(TASK REQUIREMENTS):
Your task is to copy the lines of the data below from the line holding "[(567, 256), (350, 283), (496, 10)]" through the line holding "[(546, 317), (378, 211), (122, 259), (509, 109)]", inclusive, exactly and with nothing added.

○ ○ ○ ○ ○

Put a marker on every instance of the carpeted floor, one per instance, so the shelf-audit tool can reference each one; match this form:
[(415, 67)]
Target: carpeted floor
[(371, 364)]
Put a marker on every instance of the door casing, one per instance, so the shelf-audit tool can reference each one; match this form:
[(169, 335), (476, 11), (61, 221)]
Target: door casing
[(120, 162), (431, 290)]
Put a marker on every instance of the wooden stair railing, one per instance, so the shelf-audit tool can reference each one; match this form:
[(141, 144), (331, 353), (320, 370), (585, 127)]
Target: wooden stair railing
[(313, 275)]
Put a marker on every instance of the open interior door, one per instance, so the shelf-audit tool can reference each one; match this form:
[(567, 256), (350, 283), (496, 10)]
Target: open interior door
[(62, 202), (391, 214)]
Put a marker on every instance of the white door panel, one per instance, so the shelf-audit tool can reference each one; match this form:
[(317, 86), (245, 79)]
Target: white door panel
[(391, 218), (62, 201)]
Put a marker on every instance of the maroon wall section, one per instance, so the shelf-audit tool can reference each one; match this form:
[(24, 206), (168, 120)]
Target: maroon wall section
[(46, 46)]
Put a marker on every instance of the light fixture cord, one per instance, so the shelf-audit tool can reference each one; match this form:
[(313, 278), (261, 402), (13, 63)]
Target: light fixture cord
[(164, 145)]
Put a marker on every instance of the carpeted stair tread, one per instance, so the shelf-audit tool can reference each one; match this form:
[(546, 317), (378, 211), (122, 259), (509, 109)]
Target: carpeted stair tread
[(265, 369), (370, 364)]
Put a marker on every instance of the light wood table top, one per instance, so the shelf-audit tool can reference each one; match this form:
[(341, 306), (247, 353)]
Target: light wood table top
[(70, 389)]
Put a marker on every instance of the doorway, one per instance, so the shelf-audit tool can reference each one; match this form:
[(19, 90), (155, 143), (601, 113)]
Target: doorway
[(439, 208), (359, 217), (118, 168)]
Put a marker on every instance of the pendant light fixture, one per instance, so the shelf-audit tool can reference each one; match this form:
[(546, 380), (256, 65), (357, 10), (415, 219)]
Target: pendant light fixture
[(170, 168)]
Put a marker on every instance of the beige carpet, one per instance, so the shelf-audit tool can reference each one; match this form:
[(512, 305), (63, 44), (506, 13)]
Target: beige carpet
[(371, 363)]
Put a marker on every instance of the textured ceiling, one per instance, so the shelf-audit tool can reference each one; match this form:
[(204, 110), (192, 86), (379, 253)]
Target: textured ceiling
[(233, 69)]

○ ○ ○ ○ ○

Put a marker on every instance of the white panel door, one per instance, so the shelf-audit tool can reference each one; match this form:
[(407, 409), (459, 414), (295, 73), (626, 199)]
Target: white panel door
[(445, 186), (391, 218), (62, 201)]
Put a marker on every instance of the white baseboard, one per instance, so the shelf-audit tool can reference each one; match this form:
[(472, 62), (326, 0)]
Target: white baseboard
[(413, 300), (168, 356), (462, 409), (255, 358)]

○ ○ ○ ○ ○

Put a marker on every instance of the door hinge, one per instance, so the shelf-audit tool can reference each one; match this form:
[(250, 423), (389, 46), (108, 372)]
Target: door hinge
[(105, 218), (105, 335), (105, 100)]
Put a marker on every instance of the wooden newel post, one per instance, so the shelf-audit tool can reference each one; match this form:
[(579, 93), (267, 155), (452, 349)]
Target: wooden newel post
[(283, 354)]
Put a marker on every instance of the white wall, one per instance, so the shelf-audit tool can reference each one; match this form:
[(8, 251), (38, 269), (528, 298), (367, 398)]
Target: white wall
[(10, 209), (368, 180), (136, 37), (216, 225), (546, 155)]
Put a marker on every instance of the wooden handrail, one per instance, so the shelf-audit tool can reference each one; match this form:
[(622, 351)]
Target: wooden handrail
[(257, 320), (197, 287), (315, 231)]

○ ○ ○ ○ ○

(SOLUTION TO THE PROBLEM):
[(567, 256), (350, 283), (496, 10)]
Target: open interior door
[(62, 202), (391, 214)]
Put a marker on every instance of the white door panel, one per instance, so the shelf-audit tool can reference each one; match this form:
[(317, 86), (245, 79)]
Target: white door panel
[(391, 218), (62, 201)]
Put a marker on every instance of the maroon wall section, one per instance, so the shelf-audit tool can reference each one; match this form:
[(24, 206), (168, 120)]
Target: maroon wall section
[(46, 46)]
Put a marker on every instance of the light fixture cord, one per instance, so the shelf-audit tool can reference each one; match this form:
[(313, 278), (261, 402), (13, 63)]
Target: light fixture cord
[(164, 145)]
Put a marker on every instance of the carpeted stair tread, one per instance, so the shelf-audit tool can reference each one; match this form:
[(546, 317), (378, 211), (122, 259), (509, 109)]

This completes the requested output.